> _Selected text_:
# Custom build for truck!



## JayMan4724 (Jun 1, 2013)

​
Well, my friend has a 99 Chevy Silverado and it doesn't have a back cab at all the size big enough to fix a normal ported box but he wanted a audio system in it and I told him I could get it done. Took like 3-4 days, the main overall plate wasn't built by me at all, it's actually the back cover of the cab of the truck. Cut two 12" holes in both sides and extended his cab a bit so the sub's would fit then the weird thing I had to figure out someway to create the ported box so I just found a pre-made set and basically stuck it to the back of the box. 

It's not installed yet but we tested it out and it's working pretty good, can't wait to hear it in his truck. I might post a video or something. At least some pictures within the next few weeks if I see him after the install. Any suggestions?


----------



## Basementgeek (Feb 7, 2005)

Suggestions for what?

Being a 99 Silerado Ext cab, where do you plan on mounting it as there is no room behind the drivers area, without removing the back seat. With back seat removed you have tons of room.

Are you sure it is a 99 ? looks different than my 99 Ext cab Chevy :>)

BG


----------



## JayMan4724 (Jun 1, 2013)

Basementgeek said:


> Suggestions for what?
> 
> Being a 99 Silerado Ext cab, where do you plan on mounting it as there is no room behind the drivers area, without removing the back seat. With back seat removed you have tons of room.
> 
> ...


Oh I didn't put that in there, I didn't even think of explaining that ha! Well, it's being mounted on the back seat's itself. There's probably only 1.5-2 feet of leg room though with isn't much at all but it'll still work even though nobody sits back there ha. I am 100% sure that it is a 99. Back seat stays, people can still sit, the speakers face towards the back of the cab. It's kinda hard to explain but maybe you can get it.


----------



## Basementgeek (Feb 7, 2005)

(Rows from a pointing dataset)

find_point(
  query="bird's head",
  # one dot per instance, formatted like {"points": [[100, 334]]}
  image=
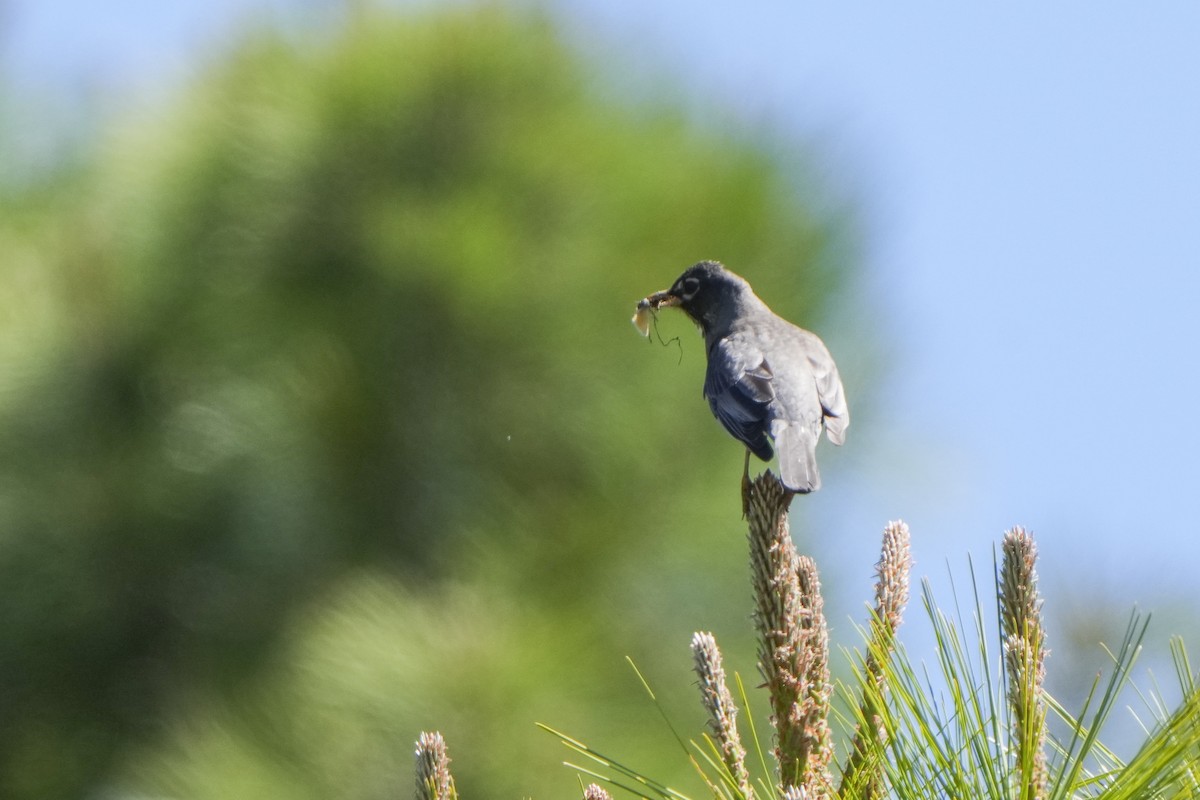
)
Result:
{"points": [[708, 293]]}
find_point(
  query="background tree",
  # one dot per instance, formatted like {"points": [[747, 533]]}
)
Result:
{"points": [[325, 425]]}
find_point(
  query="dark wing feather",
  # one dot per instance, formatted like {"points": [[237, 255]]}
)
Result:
{"points": [[738, 389], [829, 391]]}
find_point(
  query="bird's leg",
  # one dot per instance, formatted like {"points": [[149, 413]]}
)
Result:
{"points": [[745, 486]]}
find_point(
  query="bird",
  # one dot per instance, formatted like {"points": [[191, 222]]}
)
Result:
{"points": [[772, 384]]}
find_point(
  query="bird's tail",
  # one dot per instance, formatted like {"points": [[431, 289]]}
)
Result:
{"points": [[797, 445]]}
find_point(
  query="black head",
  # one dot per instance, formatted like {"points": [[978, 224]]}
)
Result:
{"points": [[707, 293]]}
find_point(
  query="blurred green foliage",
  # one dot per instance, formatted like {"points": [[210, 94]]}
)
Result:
{"points": [[323, 422]]}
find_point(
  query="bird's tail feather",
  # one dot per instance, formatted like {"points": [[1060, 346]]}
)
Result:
{"points": [[797, 445]]}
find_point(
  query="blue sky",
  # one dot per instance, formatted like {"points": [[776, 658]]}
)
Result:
{"points": [[1030, 182]]}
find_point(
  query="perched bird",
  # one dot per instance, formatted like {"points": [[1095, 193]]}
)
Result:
{"points": [[767, 380]]}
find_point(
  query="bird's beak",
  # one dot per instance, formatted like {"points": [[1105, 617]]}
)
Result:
{"points": [[647, 306], [659, 300]]}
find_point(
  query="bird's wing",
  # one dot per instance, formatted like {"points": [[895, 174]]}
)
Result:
{"points": [[829, 391], [738, 388]]}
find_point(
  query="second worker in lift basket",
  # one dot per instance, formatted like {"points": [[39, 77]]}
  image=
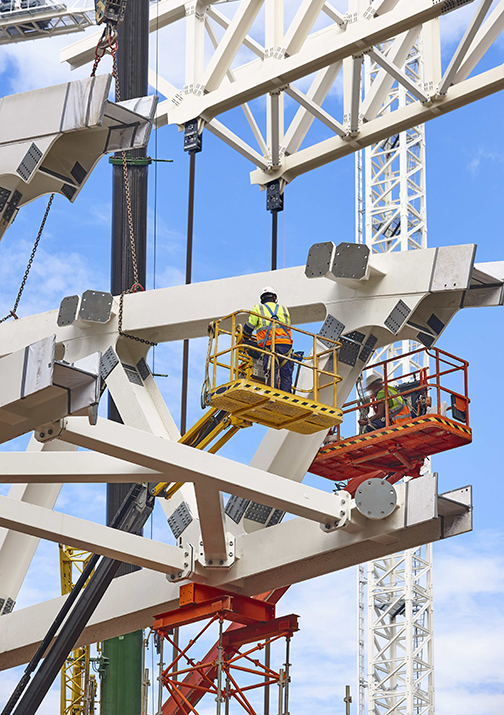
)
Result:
{"points": [[398, 407], [273, 319]]}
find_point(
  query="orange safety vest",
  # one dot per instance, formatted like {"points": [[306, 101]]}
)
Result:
{"points": [[277, 320]]}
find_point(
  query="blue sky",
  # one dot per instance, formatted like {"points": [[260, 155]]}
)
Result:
{"points": [[465, 186]]}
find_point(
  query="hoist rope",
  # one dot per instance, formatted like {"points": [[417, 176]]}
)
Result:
{"points": [[108, 43], [190, 227], [12, 313]]}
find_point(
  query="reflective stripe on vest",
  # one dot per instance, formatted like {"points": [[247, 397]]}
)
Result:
{"points": [[264, 325], [399, 407]]}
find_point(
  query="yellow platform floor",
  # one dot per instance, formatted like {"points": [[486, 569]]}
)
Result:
{"points": [[274, 408]]}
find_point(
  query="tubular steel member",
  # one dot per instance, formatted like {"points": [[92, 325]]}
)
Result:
{"points": [[253, 621], [245, 392], [400, 447]]}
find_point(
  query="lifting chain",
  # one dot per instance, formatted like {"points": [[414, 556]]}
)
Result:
{"points": [[108, 44], [12, 313]]}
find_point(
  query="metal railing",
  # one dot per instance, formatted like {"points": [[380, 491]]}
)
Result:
{"points": [[242, 355], [423, 390]]}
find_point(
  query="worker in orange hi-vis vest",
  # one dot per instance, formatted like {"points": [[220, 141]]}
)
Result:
{"points": [[273, 319], [398, 407]]}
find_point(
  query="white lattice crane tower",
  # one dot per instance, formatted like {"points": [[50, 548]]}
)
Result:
{"points": [[391, 216]]}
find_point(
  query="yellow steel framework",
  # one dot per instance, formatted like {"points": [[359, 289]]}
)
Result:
{"points": [[78, 686]]}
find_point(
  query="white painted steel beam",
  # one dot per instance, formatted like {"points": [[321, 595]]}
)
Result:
{"points": [[334, 14], [458, 95], [377, 93], [301, 25], [224, 22], [230, 44], [69, 467], [394, 71], [238, 143], [465, 43], [303, 119], [284, 554], [16, 549], [326, 48], [485, 37], [82, 534], [222, 132], [180, 463], [317, 111]]}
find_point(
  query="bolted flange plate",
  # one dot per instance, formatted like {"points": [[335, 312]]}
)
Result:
{"points": [[376, 498]]}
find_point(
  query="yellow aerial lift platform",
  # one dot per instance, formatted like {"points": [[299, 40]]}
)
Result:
{"points": [[246, 399], [246, 395]]}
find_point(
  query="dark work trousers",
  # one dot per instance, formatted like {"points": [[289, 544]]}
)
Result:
{"points": [[283, 372]]}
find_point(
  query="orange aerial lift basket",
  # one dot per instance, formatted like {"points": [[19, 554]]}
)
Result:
{"points": [[437, 419]]}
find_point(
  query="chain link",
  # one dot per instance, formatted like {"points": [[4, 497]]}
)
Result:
{"points": [[109, 43], [12, 313]]}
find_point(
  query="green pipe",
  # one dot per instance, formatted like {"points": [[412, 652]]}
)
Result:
{"points": [[121, 685]]}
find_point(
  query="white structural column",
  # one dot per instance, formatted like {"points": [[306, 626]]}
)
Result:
{"points": [[400, 623], [391, 216]]}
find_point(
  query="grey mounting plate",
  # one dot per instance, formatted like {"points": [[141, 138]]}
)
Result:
{"points": [[319, 261], [351, 261], [68, 310], [376, 498], [96, 306], [332, 329]]}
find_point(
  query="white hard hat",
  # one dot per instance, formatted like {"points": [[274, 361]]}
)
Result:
{"points": [[371, 379], [268, 289]]}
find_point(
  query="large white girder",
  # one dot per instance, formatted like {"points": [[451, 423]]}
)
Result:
{"points": [[55, 148], [387, 31], [439, 281], [284, 554]]}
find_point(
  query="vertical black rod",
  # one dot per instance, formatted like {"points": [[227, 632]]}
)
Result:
{"points": [[125, 671], [190, 227], [267, 661], [132, 63], [274, 239]]}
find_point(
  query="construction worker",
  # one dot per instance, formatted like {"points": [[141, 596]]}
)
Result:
{"points": [[274, 322], [398, 407]]}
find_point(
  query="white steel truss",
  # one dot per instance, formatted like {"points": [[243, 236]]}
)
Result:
{"points": [[401, 671], [239, 51], [391, 216], [44, 18]]}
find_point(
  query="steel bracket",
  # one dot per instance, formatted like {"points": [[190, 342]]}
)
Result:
{"points": [[219, 563], [188, 570], [50, 431], [345, 503]]}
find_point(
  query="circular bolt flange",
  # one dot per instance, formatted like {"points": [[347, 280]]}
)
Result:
{"points": [[376, 498]]}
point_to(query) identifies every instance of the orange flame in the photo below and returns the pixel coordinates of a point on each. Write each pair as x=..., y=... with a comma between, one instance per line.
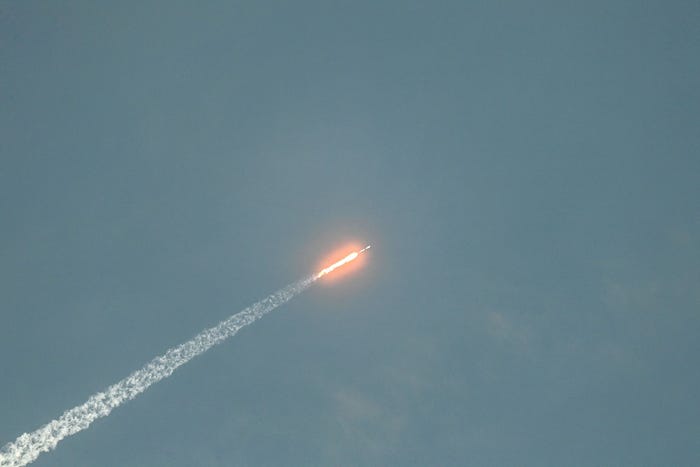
x=347, y=259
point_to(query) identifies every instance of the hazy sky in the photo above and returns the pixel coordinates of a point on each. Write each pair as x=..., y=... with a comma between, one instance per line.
x=527, y=172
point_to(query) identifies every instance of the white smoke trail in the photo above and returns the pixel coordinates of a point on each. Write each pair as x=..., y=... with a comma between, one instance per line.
x=29, y=446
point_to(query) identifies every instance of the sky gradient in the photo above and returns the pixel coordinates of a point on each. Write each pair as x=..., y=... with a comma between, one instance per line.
x=528, y=174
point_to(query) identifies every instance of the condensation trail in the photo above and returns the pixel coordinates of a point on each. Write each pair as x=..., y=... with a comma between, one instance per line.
x=29, y=446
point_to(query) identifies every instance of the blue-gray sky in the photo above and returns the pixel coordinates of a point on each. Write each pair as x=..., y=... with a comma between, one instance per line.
x=528, y=173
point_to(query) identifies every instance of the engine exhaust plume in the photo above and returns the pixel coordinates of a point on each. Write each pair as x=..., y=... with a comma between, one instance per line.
x=27, y=447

> _Problems to solve_:
1. Rewrite the part of the truck build thread that opens with the words containing "It's not installed" and closes with "cab Chevy :>)", putting "rear bench" in place of "back seat".
2. In the truck build thread, why does Basementgeek ask where the box will be mounted?
3. Write the next part of the truck build thread, picking up from where it stops.

> _In response_:
1.
It's not installed yet but we tested it out and it's working pretty good, can't wait to hear it in his truck. I might post a video or something. At least some pictures within the next few weeks if I see him after the install. Any suggestions?


----------



## Basementgeek (Feb 7, 2005)

Suggestions for what?

Being a 99 Silerado Ext cab, where do you plan on mounting it as there is no room behind the drivers area, without removing the rear bench. With rear bench removed you have tons of room.

Are you sure it is a 99 ? looks different than my 99 Ext cab Chevy :>)

2. In a 99 Silverado extended cab, there is no room behind the driver's area unless the back seat is removed.

3.
The speakers are going to have to sit it on back seat, which makes the back seat unuseable. There is room under the back seat, but for only 6-8 inch speakers. If you put it in the middle of the back seat, that would only give you room for one passenger back there, right behind the front seat passenger. Remember in 1999, these are 3 door, not 4 door. Putting a 
person behind the driver would make it too hard for them to get out.

The back seat is kind of worthless except for kids. Remember I own a 99 ext cab.

BG


----------



## JayMan4724 (Jun 1, 2013)

Basementgeek said:


> The speakers are going to have to sit it on back seat, which makes the back seat unuseable. There is room under the back seat, but for only 6-8 inch speakers. If you put it in the middle of the back seat, that would only give you room for one passenger back there, right behind the front seat passenger. Remember in 1999, these are 3 door, not 4 door. Putting a
> person behind the driver would make it too hard for them to get out.
> 
> The back seat is kind of worthless except for kids. Remember I own a 99 ext cab.
> ...


We might actually go with that with taking out the back seats and just mounting it back there, it would just look good then. I'll keep you updated with it and thanks for the info I really appreciate it.


----------



## Basementgeek (Feb 7, 2005)

Good luck. Keep us posted of your progress.

BG


----------



## ghostprotocal (Mar 20, 2013)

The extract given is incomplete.